TASK DESCRIPTION | Print each line once more, unchanged, from the line holding "Can you see the dancer" to the end of the listing below.
++++ SOURCE INFORMATION ++++
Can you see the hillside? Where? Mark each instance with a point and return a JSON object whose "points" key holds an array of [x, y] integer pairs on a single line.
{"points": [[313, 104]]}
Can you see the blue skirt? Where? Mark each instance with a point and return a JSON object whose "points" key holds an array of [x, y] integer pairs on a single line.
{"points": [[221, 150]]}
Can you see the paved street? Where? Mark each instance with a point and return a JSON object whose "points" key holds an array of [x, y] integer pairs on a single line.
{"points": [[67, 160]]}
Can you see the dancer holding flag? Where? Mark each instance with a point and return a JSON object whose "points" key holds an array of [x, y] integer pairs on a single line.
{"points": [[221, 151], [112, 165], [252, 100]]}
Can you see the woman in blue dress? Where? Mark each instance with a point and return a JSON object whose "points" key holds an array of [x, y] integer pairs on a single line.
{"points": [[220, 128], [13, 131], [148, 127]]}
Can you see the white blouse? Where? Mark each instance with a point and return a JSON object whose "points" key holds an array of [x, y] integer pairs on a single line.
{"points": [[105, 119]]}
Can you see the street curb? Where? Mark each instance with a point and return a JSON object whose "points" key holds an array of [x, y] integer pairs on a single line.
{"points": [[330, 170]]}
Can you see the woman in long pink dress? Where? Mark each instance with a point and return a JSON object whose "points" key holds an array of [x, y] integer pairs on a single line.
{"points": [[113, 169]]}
++++
ANSWER FOR THE TASK |
Can you see the dancer holding flag? Where? Mark each instance with a point and return a JSON object whose "points" key holds an array of [x, y] integer pairs on a single line.
{"points": [[221, 151], [112, 165], [252, 100]]}
Can you see the woman in blue dress? Where? Mark each instance with a point and return a JSON object whose "points" key holds an array of [x, y] integer pairs on a single line.
{"points": [[220, 128], [13, 131], [148, 127]]}
Can you see the white blouse? Where? Mark each instance with a point and return a JSON object whose "points" key holds an array of [x, y] integer pairs on a single line.
{"points": [[105, 119]]}
Can you see the street curb? Where? Mark each instance with a point and return a JSON object whose "points" key holds an array of [x, y] integer pairs on a single line.
{"points": [[330, 170]]}
Can you see the woman in long pink dress? Where? Mark each instance with a point and return a JSON object whose "points" key holds an array of [x, y] integer pairs on a single line.
{"points": [[113, 169]]}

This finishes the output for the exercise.